Swap every "pointer" for "marker" in the stretch from the start of the material through the line containing "(308, 1124)", and change nothing else. Return only those lines, both ends included.

### [Dataset records]
——————————
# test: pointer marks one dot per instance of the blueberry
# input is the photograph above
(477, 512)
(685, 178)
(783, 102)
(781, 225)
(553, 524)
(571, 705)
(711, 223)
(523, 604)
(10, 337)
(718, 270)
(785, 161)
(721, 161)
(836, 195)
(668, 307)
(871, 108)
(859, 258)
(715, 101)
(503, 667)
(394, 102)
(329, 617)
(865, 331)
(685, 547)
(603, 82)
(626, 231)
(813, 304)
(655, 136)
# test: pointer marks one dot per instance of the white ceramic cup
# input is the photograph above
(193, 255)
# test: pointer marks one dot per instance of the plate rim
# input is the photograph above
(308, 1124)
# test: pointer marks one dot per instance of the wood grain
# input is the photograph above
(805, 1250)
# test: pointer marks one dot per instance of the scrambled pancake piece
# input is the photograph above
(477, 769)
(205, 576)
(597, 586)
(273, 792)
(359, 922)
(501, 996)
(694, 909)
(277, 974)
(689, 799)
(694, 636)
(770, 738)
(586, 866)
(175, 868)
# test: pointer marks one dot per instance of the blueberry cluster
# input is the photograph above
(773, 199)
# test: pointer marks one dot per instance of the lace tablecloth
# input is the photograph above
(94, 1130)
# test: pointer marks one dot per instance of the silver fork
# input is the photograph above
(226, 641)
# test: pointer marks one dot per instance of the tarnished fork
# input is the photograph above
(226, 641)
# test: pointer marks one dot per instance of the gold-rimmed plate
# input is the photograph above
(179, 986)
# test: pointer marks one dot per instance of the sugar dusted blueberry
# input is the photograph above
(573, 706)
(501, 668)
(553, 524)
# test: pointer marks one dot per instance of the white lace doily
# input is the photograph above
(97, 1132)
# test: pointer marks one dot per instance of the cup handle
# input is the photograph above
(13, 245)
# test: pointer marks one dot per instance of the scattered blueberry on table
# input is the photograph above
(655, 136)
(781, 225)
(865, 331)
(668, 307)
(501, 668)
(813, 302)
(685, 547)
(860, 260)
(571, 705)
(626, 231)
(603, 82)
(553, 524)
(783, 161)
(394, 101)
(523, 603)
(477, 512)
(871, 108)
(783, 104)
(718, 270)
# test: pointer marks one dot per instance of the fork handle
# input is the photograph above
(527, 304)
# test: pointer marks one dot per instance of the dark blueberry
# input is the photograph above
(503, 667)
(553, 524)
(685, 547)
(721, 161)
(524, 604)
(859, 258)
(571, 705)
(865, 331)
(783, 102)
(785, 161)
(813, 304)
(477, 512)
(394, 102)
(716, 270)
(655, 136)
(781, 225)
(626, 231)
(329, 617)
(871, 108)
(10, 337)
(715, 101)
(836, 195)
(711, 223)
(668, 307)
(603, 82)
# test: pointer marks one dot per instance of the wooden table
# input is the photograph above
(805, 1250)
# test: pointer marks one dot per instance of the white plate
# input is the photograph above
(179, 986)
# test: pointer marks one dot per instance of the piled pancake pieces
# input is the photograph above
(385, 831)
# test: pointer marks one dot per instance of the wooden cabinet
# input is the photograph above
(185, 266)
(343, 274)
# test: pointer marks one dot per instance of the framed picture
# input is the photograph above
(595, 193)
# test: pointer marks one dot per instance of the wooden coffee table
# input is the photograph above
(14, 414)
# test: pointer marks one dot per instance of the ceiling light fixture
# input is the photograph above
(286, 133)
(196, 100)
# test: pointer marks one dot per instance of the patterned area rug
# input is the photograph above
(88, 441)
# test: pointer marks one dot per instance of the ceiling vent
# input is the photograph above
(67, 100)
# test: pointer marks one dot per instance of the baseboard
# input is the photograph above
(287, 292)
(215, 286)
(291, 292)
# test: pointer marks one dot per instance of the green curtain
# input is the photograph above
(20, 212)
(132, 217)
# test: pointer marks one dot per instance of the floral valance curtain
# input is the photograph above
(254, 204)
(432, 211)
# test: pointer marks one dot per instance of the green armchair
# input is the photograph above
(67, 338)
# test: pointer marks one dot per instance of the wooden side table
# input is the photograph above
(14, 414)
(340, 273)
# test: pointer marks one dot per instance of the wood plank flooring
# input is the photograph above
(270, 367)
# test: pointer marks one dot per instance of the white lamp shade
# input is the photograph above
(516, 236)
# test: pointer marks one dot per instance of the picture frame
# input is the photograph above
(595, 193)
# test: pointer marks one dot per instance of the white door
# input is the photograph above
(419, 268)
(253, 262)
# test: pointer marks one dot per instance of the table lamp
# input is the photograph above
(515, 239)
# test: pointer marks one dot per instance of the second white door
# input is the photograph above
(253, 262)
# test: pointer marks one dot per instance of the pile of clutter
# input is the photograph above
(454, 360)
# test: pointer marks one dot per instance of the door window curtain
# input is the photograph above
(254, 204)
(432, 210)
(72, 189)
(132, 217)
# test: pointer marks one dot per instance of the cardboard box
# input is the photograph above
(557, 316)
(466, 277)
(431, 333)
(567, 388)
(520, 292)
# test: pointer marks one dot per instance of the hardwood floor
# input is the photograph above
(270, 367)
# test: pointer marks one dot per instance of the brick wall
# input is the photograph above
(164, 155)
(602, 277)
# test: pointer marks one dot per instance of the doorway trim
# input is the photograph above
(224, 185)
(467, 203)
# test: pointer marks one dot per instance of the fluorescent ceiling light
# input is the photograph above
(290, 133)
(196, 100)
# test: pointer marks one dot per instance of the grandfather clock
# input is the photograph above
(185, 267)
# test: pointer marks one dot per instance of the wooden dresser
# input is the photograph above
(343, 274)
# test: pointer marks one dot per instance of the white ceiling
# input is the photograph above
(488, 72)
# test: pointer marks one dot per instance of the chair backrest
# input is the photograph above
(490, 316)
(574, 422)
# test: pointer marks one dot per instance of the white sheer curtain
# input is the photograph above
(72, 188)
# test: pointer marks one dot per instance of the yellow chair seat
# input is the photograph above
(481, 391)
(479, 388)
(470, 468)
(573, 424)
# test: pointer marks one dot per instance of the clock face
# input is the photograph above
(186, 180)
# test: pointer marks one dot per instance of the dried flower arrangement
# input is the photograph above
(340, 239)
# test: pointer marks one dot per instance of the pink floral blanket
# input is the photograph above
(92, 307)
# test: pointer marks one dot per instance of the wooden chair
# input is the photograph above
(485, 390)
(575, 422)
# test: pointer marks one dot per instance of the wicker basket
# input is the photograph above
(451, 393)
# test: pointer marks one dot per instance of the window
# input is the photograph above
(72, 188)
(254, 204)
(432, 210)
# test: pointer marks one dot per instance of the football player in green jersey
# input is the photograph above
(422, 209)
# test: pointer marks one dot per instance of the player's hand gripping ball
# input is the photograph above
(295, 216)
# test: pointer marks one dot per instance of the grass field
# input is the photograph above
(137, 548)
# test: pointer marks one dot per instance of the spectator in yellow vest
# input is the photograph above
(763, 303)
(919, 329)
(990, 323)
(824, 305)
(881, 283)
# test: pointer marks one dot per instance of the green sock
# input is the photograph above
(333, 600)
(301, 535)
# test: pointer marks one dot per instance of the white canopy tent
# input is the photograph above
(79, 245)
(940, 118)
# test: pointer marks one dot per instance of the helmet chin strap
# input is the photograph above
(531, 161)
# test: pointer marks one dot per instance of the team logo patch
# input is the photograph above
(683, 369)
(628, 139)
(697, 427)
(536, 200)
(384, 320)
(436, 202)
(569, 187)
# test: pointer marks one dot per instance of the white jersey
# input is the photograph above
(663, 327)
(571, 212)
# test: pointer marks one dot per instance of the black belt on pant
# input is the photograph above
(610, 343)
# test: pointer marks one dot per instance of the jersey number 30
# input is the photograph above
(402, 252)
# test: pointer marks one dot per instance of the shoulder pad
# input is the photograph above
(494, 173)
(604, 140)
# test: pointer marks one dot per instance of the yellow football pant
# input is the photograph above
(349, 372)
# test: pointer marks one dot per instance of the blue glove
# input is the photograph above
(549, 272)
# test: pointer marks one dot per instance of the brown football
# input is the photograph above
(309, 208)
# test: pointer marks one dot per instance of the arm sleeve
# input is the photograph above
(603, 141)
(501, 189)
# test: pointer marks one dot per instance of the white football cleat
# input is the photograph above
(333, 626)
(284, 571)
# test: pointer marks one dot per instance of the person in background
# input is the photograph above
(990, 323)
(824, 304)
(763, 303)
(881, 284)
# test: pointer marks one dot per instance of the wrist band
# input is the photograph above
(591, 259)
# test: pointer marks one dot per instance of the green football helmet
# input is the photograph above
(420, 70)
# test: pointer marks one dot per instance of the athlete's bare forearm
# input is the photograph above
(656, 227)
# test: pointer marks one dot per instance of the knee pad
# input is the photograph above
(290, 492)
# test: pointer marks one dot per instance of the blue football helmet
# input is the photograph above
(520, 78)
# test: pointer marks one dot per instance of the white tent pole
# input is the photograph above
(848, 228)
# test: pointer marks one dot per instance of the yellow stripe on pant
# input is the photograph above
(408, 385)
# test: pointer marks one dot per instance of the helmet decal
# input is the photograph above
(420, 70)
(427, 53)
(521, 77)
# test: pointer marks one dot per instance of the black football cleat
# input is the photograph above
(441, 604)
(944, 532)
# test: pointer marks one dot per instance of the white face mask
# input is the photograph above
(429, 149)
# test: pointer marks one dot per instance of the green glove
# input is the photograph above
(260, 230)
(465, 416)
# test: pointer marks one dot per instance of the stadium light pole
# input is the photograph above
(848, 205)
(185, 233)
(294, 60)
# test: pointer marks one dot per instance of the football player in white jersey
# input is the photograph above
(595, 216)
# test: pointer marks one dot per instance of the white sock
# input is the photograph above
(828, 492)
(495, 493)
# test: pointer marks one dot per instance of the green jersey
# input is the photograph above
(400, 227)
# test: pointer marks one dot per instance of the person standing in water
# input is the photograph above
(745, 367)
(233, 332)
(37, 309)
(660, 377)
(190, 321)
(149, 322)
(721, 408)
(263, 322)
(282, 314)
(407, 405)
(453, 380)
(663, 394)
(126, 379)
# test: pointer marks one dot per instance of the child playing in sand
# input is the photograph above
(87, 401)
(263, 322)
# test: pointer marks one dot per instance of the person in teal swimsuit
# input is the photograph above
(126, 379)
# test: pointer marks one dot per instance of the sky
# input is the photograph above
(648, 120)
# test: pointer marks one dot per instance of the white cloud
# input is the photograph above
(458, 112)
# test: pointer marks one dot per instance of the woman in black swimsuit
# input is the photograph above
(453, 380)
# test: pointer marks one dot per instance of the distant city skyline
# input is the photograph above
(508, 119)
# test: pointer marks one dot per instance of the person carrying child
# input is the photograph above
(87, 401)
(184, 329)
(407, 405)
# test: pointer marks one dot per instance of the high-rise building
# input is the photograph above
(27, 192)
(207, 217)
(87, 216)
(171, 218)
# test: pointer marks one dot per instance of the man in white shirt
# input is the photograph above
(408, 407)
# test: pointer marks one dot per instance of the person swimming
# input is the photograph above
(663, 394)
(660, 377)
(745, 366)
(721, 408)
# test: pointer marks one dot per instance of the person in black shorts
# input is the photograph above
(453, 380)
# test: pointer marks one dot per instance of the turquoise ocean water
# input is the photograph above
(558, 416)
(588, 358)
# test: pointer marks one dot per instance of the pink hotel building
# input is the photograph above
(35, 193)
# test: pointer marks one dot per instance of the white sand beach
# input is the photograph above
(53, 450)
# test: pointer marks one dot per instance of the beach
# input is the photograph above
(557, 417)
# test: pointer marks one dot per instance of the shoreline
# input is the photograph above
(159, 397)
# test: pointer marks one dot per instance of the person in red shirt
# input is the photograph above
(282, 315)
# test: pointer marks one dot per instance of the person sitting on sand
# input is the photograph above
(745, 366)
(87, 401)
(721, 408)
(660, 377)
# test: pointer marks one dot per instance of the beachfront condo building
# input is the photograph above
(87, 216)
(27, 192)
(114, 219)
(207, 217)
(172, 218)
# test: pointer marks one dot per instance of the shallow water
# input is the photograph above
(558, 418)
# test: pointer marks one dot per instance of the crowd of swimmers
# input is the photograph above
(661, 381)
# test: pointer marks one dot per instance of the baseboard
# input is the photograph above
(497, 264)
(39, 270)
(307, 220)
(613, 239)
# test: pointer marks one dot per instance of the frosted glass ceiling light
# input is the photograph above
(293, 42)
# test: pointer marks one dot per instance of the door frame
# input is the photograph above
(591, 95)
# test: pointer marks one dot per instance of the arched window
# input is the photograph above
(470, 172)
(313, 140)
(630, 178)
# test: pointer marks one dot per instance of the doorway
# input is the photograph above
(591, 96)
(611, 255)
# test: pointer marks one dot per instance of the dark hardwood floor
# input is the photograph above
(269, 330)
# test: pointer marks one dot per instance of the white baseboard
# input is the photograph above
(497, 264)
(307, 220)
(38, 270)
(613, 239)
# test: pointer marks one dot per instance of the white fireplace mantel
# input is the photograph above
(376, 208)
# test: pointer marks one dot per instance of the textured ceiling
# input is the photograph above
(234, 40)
——————————
### [Written solution]
# test: marker marks one dot per instance of the blueberry
# input is the photograph above
(477, 512)
(685, 178)
(783, 102)
(781, 225)
(553, 524)
(571, 705)
(711, 223)
(523, 604)
(10, 337)
(718, 270)
(785, 161)
(721, 161)
(836, 195)
(668, 307)
(871, 108)
(859, 258)
(715, 101)
(503, 667)
(394, 102)
(329, 617)
(865, 331)
(685, 547)
(603, 82)
(626, 231)
(813, 304)
(655, 136)
# test: marker marks one dot per instance of the white ceramic cup
# input is the photograph above
(193, 255)
# test: marker marks one dot per instance of the plate rim
# input is the photograph above
(308, 1124)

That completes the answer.